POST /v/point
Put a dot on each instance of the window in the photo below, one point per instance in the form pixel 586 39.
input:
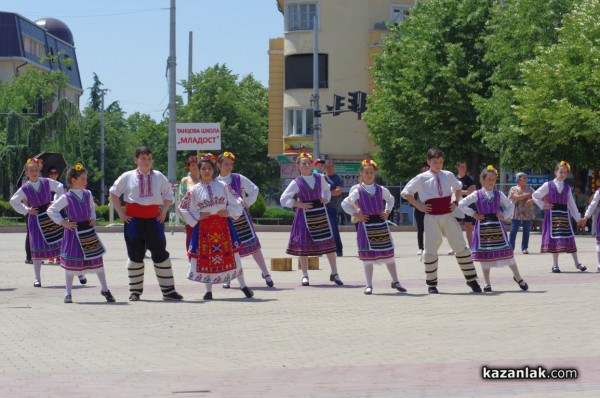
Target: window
pixel 33 47
pixel 399 12
pixel 301 16
pixel 299 122
pixel 299 71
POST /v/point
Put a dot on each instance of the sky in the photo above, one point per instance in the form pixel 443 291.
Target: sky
pixel 126 42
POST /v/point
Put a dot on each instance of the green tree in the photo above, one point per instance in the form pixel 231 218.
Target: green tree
pixel 216 96
pixel 516 33
pixel 558 102
pixel 430 69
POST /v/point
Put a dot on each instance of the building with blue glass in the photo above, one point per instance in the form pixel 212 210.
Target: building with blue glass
pixel 23 43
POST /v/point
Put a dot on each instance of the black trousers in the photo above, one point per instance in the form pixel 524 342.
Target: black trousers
pixel 143 234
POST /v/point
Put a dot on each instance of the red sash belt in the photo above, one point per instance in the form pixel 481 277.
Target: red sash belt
pixel 141 211
pixel 439 206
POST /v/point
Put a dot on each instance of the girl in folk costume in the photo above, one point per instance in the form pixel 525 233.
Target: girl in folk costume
pixel 81 249
pixel 371 204
pixel 243 225
pixel 311 233
pixel 33 199
pixel 555 198
pixel 186 184
pixel 214 246
pixel 588 214
pixel 490 245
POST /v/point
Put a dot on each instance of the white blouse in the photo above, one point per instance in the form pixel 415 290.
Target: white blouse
pixel 545 190
pixel 288 196
pixel 425 184
pixel 354 195
pixel 210 198
pixel 128 186
pixel 508 205
pixel 248 187
pixel 18 200
pixel 63 201
pixel 593 204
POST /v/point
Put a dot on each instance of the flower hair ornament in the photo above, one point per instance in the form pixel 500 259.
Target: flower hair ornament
pixel 491 168
pixel 370 162
pixel 305 155
pixel 209 156
pixel 35 161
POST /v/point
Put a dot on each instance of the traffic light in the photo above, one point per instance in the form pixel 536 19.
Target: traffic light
pixel 39 108
pixel 338 103
pixel 362 104
pixel 353 100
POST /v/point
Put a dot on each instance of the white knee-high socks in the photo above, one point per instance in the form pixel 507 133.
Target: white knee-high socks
pixel 37 270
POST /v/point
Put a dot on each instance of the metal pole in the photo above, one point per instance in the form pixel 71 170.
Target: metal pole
pixel 190 56
pixel 316 110
pixel 172 161
pixel 500 165
pixel 102 182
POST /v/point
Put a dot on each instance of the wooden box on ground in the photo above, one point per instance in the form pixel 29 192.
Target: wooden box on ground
pixel 313 262
pixel 281 264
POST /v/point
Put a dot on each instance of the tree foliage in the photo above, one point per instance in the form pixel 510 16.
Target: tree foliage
pixel 430 68
pixel 516 33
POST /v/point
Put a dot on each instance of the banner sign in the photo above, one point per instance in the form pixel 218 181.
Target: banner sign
pixel 198 136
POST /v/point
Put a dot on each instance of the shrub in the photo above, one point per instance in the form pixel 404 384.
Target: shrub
pixel 287 216
pixel 258 208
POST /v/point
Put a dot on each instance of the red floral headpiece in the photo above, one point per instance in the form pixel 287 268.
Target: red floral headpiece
pixel 208 156
pixel 229 155
pixel 305 155
pixel 491 168
pixel 565 164
pixel 37 161
pixel 370 162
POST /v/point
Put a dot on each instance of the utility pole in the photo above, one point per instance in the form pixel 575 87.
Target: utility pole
pixel 102 182
pixel 500 165
pixel 190 57
pixel 171 64
pixel 315 99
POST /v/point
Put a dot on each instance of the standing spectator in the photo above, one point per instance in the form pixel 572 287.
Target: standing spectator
pixel 581 201
pixel 524 215
pixel 420 219
pixel 467 189
pixel 335 185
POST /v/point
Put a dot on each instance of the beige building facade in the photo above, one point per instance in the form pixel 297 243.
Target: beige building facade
pixel 350 32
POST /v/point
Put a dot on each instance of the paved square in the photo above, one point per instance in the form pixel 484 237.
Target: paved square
pixel 294 341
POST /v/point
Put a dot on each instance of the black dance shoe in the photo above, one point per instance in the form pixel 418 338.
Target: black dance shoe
pixel 269 281
pixel 108 296
pixel 398 287
pixel 336 278
pixel 247 292
pixel 172 296
pixel 474 285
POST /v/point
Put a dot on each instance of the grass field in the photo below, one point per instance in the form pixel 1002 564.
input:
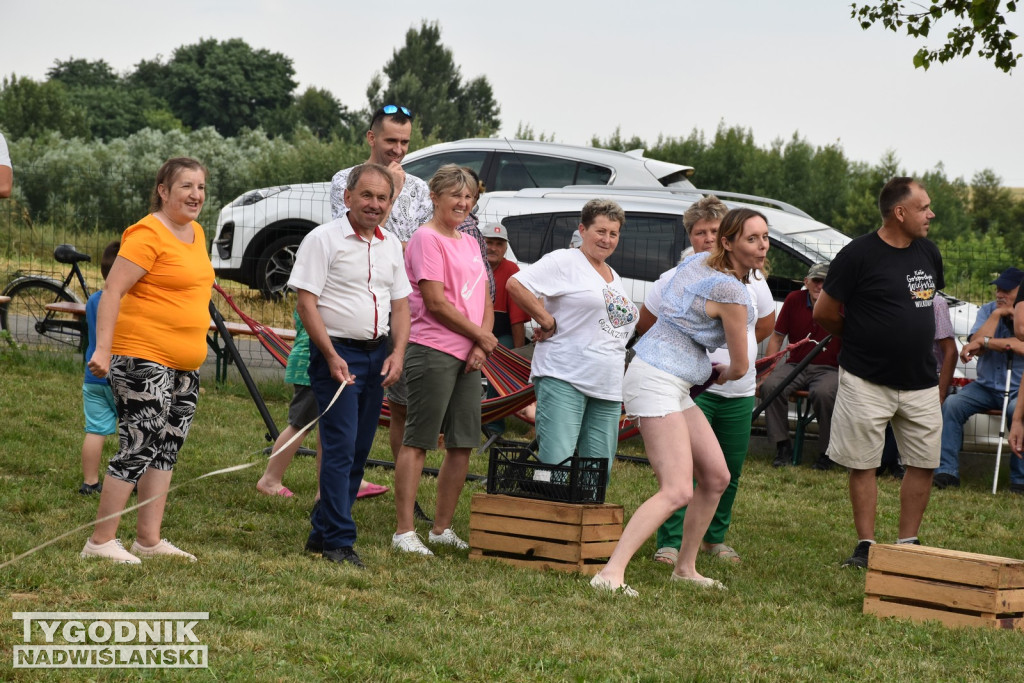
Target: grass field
pixel 280 614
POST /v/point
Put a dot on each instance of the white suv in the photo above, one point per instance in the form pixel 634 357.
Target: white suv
pixel 258 232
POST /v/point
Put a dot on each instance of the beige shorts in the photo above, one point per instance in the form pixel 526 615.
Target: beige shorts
pixel 863 409
pixel 649 392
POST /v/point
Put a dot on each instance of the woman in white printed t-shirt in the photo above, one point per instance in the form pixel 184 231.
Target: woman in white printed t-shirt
pixel 586 318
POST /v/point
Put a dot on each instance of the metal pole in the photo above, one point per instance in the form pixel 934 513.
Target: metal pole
pixel 788 378
pixel 244 372
pixel 1003 418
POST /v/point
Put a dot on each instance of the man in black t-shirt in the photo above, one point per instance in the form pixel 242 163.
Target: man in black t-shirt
pixel 886 282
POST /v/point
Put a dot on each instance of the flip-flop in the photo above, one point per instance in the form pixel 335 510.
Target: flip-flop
pixel 702 582
pixel 722 552
pixel 284 492
pixel 372 489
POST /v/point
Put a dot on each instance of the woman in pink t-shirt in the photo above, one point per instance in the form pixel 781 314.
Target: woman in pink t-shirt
pixel 449 341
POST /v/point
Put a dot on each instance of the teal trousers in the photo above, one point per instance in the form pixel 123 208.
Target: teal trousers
pixel 730 418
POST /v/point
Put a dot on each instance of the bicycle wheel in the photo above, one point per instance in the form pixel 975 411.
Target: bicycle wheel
pixel 26 317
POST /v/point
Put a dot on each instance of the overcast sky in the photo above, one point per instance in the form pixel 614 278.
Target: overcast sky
pixel 583 69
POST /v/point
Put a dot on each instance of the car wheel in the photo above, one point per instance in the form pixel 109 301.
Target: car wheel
pixel 275 264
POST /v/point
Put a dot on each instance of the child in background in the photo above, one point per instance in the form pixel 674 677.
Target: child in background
pixel 97 398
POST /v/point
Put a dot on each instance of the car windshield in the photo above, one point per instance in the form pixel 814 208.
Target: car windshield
pixel 819 246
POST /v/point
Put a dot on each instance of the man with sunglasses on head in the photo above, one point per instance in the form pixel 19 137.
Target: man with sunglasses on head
pixel 390 130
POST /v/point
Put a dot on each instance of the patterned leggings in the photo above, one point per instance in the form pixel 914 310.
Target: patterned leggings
pixel 156 404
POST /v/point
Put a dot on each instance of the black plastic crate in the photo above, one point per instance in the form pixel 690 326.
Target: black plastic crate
pixel 514 470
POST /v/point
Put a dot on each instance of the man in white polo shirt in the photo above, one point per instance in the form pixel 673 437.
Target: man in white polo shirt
pixel 350 279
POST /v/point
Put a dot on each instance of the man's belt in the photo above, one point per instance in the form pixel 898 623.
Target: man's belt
pixel 361 344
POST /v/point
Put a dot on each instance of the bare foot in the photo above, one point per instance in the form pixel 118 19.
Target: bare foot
pixel 272 489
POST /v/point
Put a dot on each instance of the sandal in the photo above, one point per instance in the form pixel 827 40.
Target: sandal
pixel 667 555
pixel 722 552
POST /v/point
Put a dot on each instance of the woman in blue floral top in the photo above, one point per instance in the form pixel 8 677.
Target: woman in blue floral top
pixel 705 306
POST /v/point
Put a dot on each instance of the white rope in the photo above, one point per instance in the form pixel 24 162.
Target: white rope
pixel 225 470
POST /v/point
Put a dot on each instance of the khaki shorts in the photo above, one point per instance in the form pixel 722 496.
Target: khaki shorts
pixel 863 409
pixel 649 392
pixel 442 397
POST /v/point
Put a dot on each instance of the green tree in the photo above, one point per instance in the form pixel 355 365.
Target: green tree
pixel 29 109
pixel 224 84
pixel 992 206
pixel 980 20
pixel 423 76
pixel 114 107
pixel 83 74
pixel 323 114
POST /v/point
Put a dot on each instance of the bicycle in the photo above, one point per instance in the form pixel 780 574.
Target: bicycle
pixel 26 316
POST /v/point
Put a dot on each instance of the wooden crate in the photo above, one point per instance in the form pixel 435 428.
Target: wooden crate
pixel 948 586
pixel 543 535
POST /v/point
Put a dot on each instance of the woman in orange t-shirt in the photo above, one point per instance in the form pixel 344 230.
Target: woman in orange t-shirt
pixel 151 341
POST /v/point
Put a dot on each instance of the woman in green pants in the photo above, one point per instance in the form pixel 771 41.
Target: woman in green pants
pixel 728 407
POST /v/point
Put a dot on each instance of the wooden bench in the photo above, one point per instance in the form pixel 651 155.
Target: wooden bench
pixel 222 359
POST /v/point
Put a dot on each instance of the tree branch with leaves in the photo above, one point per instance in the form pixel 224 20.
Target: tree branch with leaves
pixel 981 23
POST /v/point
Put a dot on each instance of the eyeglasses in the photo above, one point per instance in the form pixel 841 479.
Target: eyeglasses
pixel 394 109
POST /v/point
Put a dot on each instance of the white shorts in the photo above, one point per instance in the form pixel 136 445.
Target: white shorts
pixel 649 392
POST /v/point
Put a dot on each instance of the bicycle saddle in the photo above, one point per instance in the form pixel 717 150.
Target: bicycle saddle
pixel 68 254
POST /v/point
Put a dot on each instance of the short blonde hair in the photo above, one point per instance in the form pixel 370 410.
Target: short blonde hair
pixel 707 208
pixel 452 177
pixel 606 208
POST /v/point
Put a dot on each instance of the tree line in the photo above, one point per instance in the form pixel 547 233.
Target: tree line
pixel 232 87
pixel 236 109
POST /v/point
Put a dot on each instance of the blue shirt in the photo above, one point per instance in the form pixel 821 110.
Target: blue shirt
pixel 992 364
pixel 90 321
pixel 679 341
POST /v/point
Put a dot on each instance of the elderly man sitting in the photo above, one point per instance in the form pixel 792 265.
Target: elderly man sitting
pixel 819 379
pixel 991 336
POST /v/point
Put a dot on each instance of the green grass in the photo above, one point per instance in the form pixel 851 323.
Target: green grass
pixel 279 614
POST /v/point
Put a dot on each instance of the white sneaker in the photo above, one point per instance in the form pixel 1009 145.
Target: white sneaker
pixel 165 547
pixel 112 550
pixel 602 584
pixel 448 538
pixel 410 542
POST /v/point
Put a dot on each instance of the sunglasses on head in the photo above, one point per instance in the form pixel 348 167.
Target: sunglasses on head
pixel 394 109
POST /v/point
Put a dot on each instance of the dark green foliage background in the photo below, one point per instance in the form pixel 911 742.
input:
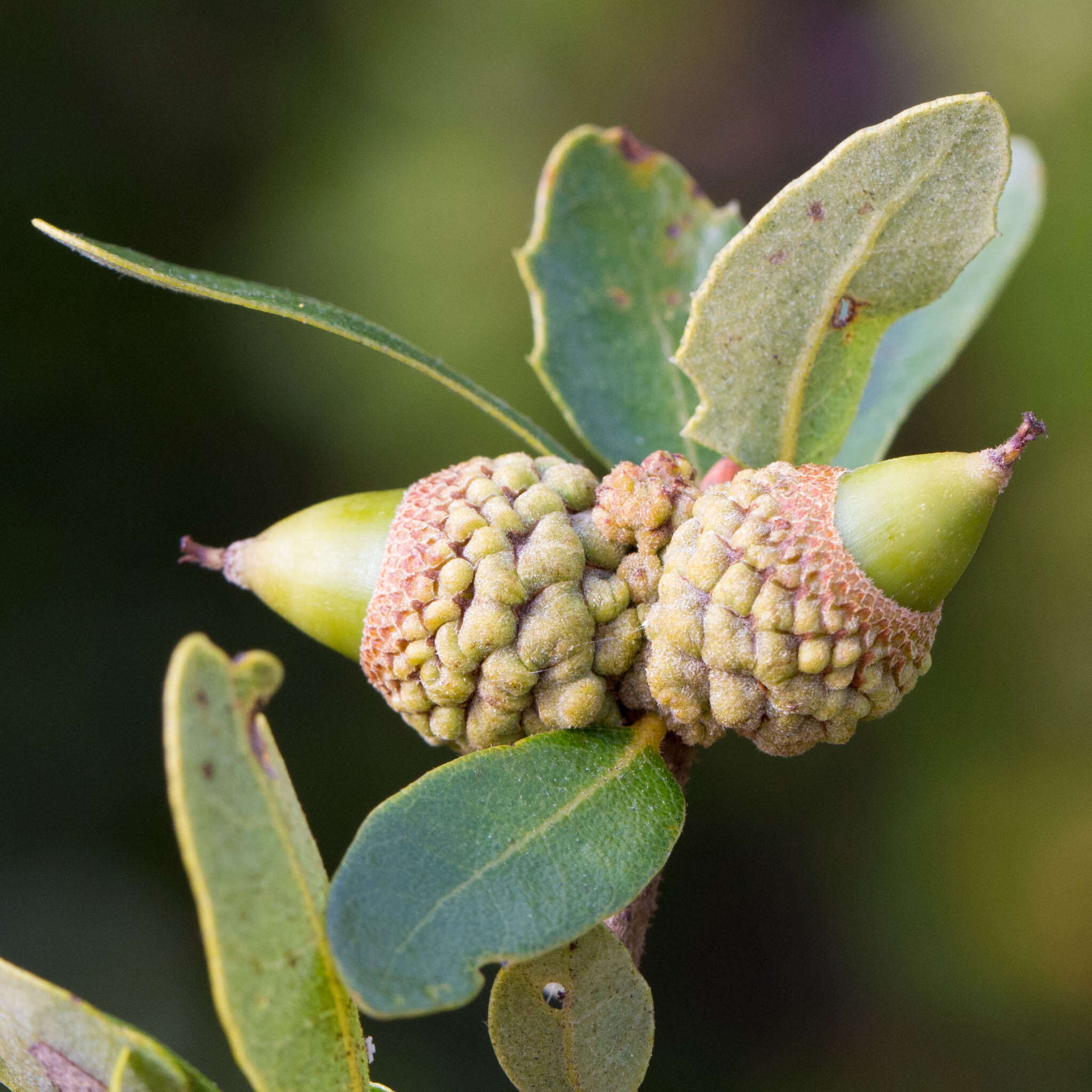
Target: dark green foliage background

(Your assignment) The lines to return are those in the material above that hold "below".

(Your solution)
Put a dot on each instance of the window in the photo below, one point per instance in the form pixel 586 39.
Put a dot on each instance of the grass field in the photo below, one point per instance in the form pixel 1002 564.
Put a dot on each instance of the dark green foliage background in the photo below, one point per instance in the form pixel 911 742.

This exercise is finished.